Data listing:
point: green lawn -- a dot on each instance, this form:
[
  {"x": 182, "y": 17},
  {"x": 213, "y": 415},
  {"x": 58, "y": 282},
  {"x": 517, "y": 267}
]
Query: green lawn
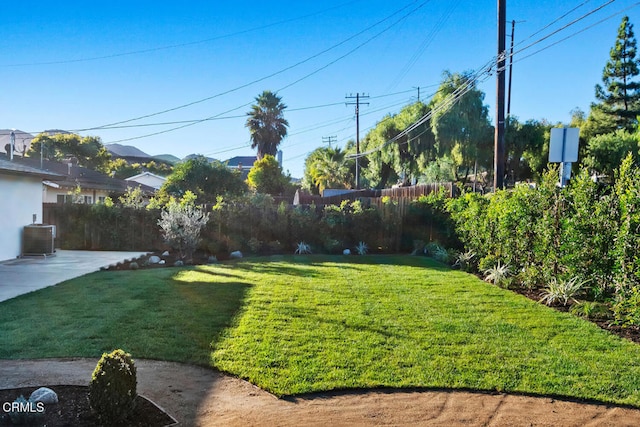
[{"x": 299, "y": 324}]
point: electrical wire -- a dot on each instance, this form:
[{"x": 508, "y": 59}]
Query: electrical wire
[
  {"x": 577, "y": 32},
  {"x": 423, "y": 46},
  {"x": 180, "y": 45},
  {"x": 282, "y": 88}
]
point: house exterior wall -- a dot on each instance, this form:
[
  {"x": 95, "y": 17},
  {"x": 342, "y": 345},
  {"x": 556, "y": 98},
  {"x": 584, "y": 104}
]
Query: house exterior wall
[
  {"x": 22, "y": 197},
  {"x": 50, "y": 195}
]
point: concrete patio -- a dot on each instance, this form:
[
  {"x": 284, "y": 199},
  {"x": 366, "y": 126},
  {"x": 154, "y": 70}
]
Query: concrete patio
[{"x": 23, "y": 275}]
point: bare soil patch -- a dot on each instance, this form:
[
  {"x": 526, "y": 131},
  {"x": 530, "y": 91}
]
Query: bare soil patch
[{"x": 197, "y": 396}]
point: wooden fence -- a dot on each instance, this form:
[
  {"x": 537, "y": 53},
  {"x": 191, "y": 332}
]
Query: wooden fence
[{"x": 401, "y": 195}]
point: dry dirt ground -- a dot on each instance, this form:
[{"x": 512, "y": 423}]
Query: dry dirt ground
[{"x": 197, "y": 396}]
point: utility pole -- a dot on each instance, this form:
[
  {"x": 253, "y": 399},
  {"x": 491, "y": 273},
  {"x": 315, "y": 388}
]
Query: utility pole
[
  {"x": 329, "y": 140},
  {"x": 513, "y": 28},
  {"x": 499, "y": 142},
  {"x": 12, "y": 139},
  {"x": 357, "y": 104}
]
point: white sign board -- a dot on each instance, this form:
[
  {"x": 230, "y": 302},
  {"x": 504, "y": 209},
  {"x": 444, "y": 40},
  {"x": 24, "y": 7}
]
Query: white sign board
[{"x": 564, "y": 145}]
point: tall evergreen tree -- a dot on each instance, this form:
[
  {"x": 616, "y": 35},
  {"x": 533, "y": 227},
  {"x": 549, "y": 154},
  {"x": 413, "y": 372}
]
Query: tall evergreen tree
[{"x": 619, "y": 95}]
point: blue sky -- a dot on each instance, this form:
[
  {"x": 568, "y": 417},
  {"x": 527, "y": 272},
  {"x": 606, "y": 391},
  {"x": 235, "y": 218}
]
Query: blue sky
[{"x": 80, "y": 65}]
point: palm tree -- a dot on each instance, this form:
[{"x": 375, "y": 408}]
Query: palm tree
[{"x": 267, "y": 124}]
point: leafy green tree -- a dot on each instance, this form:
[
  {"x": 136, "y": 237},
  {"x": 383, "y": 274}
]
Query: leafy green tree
[
  {"x": 403, "y": 158},
  {"x": 88, "y": 150},
  {"x": 606, "y": 152},
  {"x": 328, "y": 168},
  {"x": 463, "y": 130},
  {"x": 265, "y": 176},
  {"x": 267, "y": 124},
  {"x": 527, "y": 148},
  {"x": 121, "y": 169},
  {"x": 204, "y": 179},
  {"x": 619, "y": 96}
]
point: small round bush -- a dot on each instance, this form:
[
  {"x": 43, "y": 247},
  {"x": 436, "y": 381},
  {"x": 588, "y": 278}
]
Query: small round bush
[{"x": 112, "y": 390}]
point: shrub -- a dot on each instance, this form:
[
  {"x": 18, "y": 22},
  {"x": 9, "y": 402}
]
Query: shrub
[
  {"x": 303, "y": 248},
  {"x": 332, "y": 246},
  {"x": 181, "y": 223},
  {"x": 437, "y": 252},
  {"x": 112, "y": 390},
  {"x": 362, "y": 248},
  {"x": 464, "y": 261},
  {"x": 591, "y": 310},
  {"x": 255, "y": 245}
]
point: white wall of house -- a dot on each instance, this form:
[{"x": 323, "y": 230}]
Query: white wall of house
[
  {"x": 21, "y": 199},
  {"x": 51, "y": 194}
]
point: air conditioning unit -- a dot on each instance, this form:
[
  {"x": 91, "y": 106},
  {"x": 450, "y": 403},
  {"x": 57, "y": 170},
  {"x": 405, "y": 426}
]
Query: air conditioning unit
[{"x": 38, "y": 239}]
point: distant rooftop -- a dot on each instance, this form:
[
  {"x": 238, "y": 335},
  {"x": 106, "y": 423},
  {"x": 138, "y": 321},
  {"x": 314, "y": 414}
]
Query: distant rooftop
[{"x": 245, "y": 161}]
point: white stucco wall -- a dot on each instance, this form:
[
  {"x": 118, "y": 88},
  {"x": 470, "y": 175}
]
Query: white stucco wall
[
  {"x": 21, "y": 198},
  {"x": 51, "y": 194}
]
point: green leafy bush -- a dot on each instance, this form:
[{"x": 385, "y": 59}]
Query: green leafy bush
[
  {"x": 591, "y": 310},
  {"x": 112, "y": 390},
  {"x": 497, "y": 274}
]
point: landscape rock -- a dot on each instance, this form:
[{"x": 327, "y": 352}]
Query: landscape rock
[{"x": 44, "y": 395}]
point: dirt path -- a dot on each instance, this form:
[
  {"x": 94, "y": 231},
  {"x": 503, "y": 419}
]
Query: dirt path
[{"x": 198, "y": 396}]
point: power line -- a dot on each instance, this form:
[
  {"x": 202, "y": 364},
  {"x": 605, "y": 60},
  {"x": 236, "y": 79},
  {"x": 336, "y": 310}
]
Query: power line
[
  {"x": 577, "y": 32},
  {"x": 179, "y": 45},
  {"x": 189, "y": 104},
  {"x": 282, "y": 88},
  {"x": 357, "y": 104}
]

— Set problem —
Reproduce the material word for word. Any pictures should be left out of the copy.

— Task solution —
point: green lawn -- a dot on each instance, this form:
[
  {"x": 182, "y": 17},
  {"x": 213, "y": 415},
  {"x": 58, "y": 282},
  {"x": 517, "y": 267}
]
Query: green lawn
[{"x": 299, "y": 324}]
point: electrical wire -- a dot on each instance, this form:
[{"x": 508, "y": 59}]
Query: electrical wire
[
  {"x": 577, "y": 32},
  {"x": 423, "y": 46},
  {"x": 180, "y": 45},
  {"x": 282, "y": 88}
]
point: house exterior wall -- a dot on each instance, this form:
[
  {"x": 95, "y": 17},
  {"x": 342, "y": 345},
  {"x": 556, "y": 98},
  {"x": 584, "y": 104}
]
Query: house exterior wall
[
  {"x": 22, "y": 197},
  {"x": 50, "y": 195}
]
point: concrete patio -- a dot on each instance, this form:
[
  {"x": 284, "y": 199},
  {"x": 366, "y": 126},
  {"x": 154, "y": 70}
]
Query: concrete patio
[{"x": 23, "y": 275}]
point: bare soil patch -- a dot on each instance, this form:
[
  {"x": 526, "y": 131},
  {"x": 530, "y": 91}
]
Query: bare soil patch
[{"x": 197, "y": 396}]
point: wooden fence -- a dot on each instance, this form:
[
  {"x": 537, "y": 53},
  {"x": 191, "y": 332}
]
Query: wooden fence
[{"x": 401, "y": 195}]
point: dry dirt ground -- a dot on each instance, this form:
[{"x": 512, "y": 423}]
Query: dry dirt ground
[{"x": 197, "y": 396}]
point: utility pole -- a dot on each instance, this form:
[
  {"x": 253, "y": 399},
  {"x": 491, "y": 273},
  {"x": 315, "y": 388}
]
Query: utility pole
[
  {"x": 329, "y": 140},
  {"x": 513, "y": 28},
  {"x": 499, "y": 142},
  {"x": 12, "y": 139},
  {"x": 357, "y": 104}
]
point: white sign board -- a dot on each instance, this form:
[
  {"x": 230, "y": 302},
  {"x": 504, "y": 209},
  {"x": 444, "y": 40},
  {"x": 24, "y": 7}
]
Query: white sign board
[{"x": 564, "y": 145}]
point: tall evergreen tree -- a dot on each instance, this form:
[
  {"x": 616, "y": 35},
  {"x": 533, "y": 227},
  {"x": 549, "y": 154},
  {"x": 413, "y": 372}
]
Query: tall evergreen tree
[{"x": 619, "y": 95}]
point: blue sky -- a dot on each instance, this form:
[
  {"x": 568, "y": 417},
  {"x": 527, "y": 272},
  {"x": 606, "y": 391},
  {"x": 235, "y": 218}
]
Query: blue sky
[{"x": 80, "y": 65}]
point: palm tree -- a dot on each instance, this form:
[{"x": 375, "y": 408}]
Query: palm tree
[{"x": 267, "y": 124}]
point: leafy green tree -- a dot on each instance, this form:
[
  {"x": 136, "y": 237},
  {"x": 383, "y": 274}
]
Query: leafy green tree
[
  {"x": 403, "y": 158},
  {"x": 88, "y": 150},
  {"x": 606, "y": 152},
  {"x": 328, "y": 168},
  {"x": 463, "y": 130},
  {"x": 265, "y": 176},
  {"x": 267, "y": 124},
  {"x": 527, "y": 148},
  {"x": 121, "y": 169},
  {"x": 204, "y": 179},
  {"x": 619, "y": 96}
]
point: small round bush -- a dot on each instance, this form:
[
  {"x": 43, "y": 247},
  {"x": 436, "y": 381},
  {"x": 588, "y": 278}
]
Query: small round bush
[{"x": 112, "y": 390}]
point: shrub -- a dot on each instance, this form:
[
  {"x": 18, "y": 22},
  {"x": 9, "y": 402}
]
Query: shrub
[
  {"x": 303, "y": 248},
  {"x": 332, "y": 246},
  {"x": 181, "y": 223},
  {"x": 437, "y": 252},
  {"x": 112, "y": 390},
  {"x": 362, "y": 248},
  {"x": 464, "y": 261},
  {"x": 591, "y": 310},
  {"x": 255, "y": 245}
]
point: white wall of house -- a dot on each instance, this form:
[{"x": 323, "y": 230}]
Query: white wall of house
[
  {"x": 21, "y": 199},
  {"x": 51, "y": 194}
]
point: air conditioning unit -- a dot on each instance, this form:
[
  {"x": 91, "y": 106},
  {"x": 450, "y": 403},
  {"x": 57, "y": 170},
  {"x": 405, "y": 426}
]
Query: air conditioning unit
[{"x": 38, "y": 239}]
point: distant rooftop -- a dot on each instance, this form:
[
  {"x": 238, "y": 335},
  {"x": 106, "y": 423},
  {"x": 138, "y": 321},
  {"x": 314, "y": 414}
]
Query: distant rooftop
[{"x": 245, "y": 161}]
point: white stucco wall -- a dot on each instance, this form:
[
  {"x": 118, "y": 88},
  {"x": 470, "y": 175}
]
Query: white stucco wall
[
  {"x": 21, "y": 198},
  {"x": 51, "y": 194}
]
point: green leafy bush -- a dot on each instance, this form:
[{"x": 385, "y": 59}]
Query: green leafy bush
[
  {"x": 591, "y": 310},
  {"x": 112, "y": 390},
  {"x": 497, "y": 274}
]
point: landscape rock -- a dot on each instance, this form:
[{"x": 327, "y": 352}]
Query: landscape rock
[{"x": 44, "y": 395}]
point: dirt path -- a dot on each instance, this form:
[
  {"x": 94, "y": 231},
  {"x": 503, "y": 419}
]
Query: dirt path
[{"x": 198, "y": 396}]
point: power line -- a dot on each instance, this form:
[
  {"x": 202, "y": 364},
  {"x": 605, "y": 60},
  {"x": 236, "y": 79},
  {"x": 336, "y": 310}
]
Query: power line
[
  {"x": 577, "y": 32},
  {"x": 179, "y": 45},
  {"x": 189, "y": 104},
  {"x": 282, "y": 88},
  {"x": 357, "y": 104}
]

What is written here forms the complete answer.